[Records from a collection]

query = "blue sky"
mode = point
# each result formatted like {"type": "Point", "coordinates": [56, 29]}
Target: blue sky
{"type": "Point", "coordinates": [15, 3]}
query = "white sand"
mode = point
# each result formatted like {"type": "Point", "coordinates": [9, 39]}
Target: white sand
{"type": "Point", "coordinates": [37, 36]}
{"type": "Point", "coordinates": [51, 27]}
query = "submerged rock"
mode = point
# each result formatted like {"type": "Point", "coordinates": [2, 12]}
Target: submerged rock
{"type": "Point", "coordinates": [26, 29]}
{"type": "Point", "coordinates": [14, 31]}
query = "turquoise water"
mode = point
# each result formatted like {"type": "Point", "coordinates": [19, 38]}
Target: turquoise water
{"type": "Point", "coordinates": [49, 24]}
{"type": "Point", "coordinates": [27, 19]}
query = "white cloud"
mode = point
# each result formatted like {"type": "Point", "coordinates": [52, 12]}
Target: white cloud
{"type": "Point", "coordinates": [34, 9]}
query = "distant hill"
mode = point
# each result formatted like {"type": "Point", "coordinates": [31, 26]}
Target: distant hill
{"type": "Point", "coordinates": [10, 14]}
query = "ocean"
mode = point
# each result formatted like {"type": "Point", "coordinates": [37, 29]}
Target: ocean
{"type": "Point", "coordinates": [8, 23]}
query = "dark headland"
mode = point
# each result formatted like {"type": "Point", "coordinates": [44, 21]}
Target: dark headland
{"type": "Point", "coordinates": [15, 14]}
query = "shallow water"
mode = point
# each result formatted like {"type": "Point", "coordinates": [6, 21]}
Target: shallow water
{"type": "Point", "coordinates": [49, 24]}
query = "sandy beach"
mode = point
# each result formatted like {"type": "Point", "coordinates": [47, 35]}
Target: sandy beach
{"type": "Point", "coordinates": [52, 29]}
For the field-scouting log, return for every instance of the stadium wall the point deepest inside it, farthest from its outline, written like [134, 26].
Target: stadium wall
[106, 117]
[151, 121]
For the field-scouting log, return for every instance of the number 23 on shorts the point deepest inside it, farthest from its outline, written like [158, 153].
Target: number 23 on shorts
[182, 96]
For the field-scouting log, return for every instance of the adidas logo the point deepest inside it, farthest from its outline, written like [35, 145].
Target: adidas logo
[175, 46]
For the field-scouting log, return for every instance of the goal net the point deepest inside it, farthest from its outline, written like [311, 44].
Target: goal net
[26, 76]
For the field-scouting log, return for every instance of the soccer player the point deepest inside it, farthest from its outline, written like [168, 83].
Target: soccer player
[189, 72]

* **Task description**
Reproduce the records above exactly, starting with the line that contains "like [35, 145]." and ending with the last line.

* **Answer to this exercise**
For the field-scouting log, return for every instance of the adidas logo the point deepest inside it, farthest from its outline, written like [35, 145].
Target: adidas logo
[175, 46]
For the field-scouting log, return for every instance of the goal net the point deepest inside it, farthest from its outline, written like [311, 44].
Target: goal net
[26, 76]
For the field-scouting log, return for every instance of the soccer player the point deepest inside it, farthest from its outline, written like [168, 83].
Target: soccer player
[189, 72]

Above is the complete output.